**Page text:**
When that actually will occur, when the spacecraft will move beyond the heliosphere –the space within the impact of solar winds provided by our sun– and into the greater Milky Way (think of passing out of Roger’s Park and into the greater Chicago Area), cannot be precisely determined. And that is to be expected. We’ve never been here before, never traveled quite this far, and cannot accurately know beforehand how such a transition from heliosphere to heliopause to interstellar space is going to unfold. New knowledge completely, very exciting times.

Here’s where Voyager is now:

image from NASA

The latest data from Voyager 1 show the spacecraft is in a region of stagnation, where the stream of charged particles from the sun has slowed and the sun’s magnetic field has piled up, researchers said at the American Geophysical Union’s fall meeting in San Francisco.

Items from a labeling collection

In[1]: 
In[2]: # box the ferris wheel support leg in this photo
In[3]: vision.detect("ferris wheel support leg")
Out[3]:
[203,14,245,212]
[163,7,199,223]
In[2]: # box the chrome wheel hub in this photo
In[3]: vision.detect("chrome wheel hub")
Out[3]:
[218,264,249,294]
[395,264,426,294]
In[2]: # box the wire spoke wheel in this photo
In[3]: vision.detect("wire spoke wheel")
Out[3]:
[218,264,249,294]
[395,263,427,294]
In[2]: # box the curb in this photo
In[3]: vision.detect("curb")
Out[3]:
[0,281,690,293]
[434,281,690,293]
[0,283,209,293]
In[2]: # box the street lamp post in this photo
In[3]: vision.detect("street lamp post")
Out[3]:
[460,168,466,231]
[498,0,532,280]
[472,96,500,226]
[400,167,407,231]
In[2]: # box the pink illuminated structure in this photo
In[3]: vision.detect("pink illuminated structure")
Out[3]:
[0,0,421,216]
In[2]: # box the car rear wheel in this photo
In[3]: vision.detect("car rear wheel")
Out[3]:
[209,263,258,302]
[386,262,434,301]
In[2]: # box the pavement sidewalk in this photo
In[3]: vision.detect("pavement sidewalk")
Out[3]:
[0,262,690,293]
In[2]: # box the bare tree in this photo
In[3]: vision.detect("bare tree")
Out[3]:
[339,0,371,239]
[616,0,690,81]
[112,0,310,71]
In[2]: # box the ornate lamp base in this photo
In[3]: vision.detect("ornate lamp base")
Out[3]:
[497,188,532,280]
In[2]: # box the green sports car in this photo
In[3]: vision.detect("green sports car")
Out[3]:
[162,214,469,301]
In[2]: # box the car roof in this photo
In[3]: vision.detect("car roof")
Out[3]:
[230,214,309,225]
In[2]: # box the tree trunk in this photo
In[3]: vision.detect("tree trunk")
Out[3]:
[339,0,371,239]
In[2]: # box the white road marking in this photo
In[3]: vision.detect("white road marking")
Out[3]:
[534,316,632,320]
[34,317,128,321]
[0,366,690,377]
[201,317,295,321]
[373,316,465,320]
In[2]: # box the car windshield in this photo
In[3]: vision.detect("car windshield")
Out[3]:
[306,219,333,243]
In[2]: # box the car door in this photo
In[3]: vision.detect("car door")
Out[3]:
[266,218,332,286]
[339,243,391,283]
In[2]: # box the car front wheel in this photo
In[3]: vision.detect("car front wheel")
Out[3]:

**Task prompt:**
Summarize the Voyager passage above in two sentences.

**Answer for this exercise:**
When Voyager will move beyond the heliosphere into the greater Milky Way cannot be precisely determined, because we have never traveled this far before and cannot know in advance how the transition will unfold. Researchers said at the American Geophysical Union's fall meeting in San Francisco that the latest data show Voyager 1 is in a region of stagnation, where the stream of charged particles from the sun has slowed and the sun's magnetic field has piled up.